• _Given exercise_
Reproduce the part of the material that starts with the line containing "surface, one point per instance in this photo." and runs through the end of the material.

----

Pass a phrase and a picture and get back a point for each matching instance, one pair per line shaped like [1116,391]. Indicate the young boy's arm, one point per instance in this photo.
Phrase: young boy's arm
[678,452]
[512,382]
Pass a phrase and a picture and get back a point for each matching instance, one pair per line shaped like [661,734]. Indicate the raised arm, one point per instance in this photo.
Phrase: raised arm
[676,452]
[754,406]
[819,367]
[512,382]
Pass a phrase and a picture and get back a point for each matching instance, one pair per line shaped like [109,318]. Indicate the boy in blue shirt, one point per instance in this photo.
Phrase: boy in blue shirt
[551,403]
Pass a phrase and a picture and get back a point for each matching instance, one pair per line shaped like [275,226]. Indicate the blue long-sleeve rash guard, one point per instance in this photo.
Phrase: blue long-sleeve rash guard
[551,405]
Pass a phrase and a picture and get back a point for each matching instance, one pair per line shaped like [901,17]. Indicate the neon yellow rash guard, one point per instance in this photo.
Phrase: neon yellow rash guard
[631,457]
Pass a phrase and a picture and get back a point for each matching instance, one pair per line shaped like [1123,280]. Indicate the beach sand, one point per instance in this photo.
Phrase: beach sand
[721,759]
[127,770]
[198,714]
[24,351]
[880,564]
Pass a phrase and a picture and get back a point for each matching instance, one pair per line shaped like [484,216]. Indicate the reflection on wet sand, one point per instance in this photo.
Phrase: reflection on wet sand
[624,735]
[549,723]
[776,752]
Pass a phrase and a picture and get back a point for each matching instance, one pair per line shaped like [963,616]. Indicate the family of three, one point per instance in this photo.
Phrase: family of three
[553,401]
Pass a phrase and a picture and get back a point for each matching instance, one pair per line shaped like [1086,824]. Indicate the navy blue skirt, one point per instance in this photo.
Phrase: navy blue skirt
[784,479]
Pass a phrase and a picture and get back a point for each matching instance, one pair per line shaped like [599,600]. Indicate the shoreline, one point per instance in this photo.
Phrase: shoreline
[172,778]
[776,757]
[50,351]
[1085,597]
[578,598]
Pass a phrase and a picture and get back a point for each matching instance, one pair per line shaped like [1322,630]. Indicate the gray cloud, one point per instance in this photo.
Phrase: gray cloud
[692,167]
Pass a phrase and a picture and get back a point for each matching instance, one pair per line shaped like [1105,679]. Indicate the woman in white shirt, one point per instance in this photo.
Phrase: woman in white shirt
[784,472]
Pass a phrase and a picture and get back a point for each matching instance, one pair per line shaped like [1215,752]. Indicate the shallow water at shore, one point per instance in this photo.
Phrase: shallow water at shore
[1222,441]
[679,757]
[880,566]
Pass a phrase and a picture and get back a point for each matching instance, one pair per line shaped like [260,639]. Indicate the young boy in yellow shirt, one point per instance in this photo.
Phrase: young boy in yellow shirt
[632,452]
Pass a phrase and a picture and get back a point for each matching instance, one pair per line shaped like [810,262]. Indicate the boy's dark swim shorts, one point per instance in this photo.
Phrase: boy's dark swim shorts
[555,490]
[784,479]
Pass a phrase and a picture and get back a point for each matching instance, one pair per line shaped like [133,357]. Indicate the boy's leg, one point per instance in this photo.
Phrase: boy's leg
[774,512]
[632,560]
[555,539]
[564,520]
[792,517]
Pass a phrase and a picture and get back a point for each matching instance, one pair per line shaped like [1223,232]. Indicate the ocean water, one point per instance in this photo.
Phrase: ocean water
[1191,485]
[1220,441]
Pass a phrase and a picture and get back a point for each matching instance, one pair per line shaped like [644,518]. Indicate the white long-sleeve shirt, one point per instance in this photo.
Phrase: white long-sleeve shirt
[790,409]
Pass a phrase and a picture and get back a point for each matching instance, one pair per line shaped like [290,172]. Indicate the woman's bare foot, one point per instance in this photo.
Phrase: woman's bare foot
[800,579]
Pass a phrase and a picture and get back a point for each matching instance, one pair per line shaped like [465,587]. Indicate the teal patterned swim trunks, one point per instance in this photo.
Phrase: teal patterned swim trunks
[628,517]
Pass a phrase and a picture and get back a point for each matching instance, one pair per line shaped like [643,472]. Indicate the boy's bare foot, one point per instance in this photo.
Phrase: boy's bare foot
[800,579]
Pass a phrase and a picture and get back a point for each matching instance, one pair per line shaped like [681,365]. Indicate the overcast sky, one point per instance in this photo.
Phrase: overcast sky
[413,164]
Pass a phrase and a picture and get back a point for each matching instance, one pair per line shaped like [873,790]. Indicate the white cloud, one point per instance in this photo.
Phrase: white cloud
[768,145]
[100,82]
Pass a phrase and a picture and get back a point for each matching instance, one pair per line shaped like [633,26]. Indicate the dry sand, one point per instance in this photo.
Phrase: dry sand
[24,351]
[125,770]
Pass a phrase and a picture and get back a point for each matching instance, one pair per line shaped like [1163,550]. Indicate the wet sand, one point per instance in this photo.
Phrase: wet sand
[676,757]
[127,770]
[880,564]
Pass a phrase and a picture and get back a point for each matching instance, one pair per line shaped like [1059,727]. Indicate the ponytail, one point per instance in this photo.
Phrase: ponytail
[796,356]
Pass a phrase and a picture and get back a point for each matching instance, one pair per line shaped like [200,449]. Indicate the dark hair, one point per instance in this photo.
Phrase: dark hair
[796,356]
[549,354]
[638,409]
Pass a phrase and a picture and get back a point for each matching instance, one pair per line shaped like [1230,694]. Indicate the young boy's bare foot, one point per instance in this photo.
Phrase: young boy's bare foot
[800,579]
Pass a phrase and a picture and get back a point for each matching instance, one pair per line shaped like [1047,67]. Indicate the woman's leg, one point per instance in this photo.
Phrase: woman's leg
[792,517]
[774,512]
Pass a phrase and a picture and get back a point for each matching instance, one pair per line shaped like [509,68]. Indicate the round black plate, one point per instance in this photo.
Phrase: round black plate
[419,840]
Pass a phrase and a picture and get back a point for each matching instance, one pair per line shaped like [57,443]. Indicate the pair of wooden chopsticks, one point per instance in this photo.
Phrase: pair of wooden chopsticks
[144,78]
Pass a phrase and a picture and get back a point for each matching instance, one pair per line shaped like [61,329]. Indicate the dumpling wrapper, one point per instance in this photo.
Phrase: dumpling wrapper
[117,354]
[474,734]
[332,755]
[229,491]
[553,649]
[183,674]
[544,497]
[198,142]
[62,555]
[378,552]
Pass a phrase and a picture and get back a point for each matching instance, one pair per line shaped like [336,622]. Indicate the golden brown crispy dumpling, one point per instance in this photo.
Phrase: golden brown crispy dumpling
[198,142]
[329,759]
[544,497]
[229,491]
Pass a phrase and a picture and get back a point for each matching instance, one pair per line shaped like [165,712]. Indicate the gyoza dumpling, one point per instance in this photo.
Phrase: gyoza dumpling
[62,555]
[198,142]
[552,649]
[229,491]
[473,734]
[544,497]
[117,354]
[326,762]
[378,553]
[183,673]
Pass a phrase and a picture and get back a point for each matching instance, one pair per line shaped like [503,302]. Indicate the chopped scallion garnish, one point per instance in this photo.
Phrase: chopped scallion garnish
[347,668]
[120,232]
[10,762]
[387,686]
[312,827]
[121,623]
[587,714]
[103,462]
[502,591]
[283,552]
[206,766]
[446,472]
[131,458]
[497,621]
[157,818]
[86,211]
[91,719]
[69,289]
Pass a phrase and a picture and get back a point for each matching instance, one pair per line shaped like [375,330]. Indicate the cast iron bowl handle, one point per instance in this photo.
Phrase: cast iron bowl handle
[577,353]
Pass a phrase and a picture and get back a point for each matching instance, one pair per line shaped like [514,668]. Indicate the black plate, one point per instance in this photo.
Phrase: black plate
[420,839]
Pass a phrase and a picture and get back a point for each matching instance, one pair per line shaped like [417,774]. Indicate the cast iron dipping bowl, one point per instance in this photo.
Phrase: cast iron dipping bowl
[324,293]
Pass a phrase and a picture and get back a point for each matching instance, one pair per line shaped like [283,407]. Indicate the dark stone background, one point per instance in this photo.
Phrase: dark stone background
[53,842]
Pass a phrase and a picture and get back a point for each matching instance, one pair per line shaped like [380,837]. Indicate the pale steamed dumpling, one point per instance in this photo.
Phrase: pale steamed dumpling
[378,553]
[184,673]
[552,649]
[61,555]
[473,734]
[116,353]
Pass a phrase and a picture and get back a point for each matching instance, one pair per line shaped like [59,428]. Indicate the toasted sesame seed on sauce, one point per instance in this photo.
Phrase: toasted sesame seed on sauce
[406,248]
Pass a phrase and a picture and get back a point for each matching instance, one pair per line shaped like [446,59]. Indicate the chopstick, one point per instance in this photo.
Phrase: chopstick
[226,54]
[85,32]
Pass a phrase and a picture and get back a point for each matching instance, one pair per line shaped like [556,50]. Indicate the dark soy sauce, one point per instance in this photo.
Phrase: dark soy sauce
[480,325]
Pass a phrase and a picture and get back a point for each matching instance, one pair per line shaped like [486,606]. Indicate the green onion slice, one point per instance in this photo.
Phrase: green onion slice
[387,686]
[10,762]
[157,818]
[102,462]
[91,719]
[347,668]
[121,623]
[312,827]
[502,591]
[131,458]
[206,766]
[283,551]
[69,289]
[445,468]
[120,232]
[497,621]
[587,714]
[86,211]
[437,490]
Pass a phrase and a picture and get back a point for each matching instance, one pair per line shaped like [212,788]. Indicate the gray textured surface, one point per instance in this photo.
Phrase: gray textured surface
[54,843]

----

• _Exercise answer_
Pass a phrase and a picture and get back a point for each matching instance, one pair per line shaped like [212,788]. Indicate the gray textured surface, one point per instance in this photo.
Phrase: gray textured surface
[54,843]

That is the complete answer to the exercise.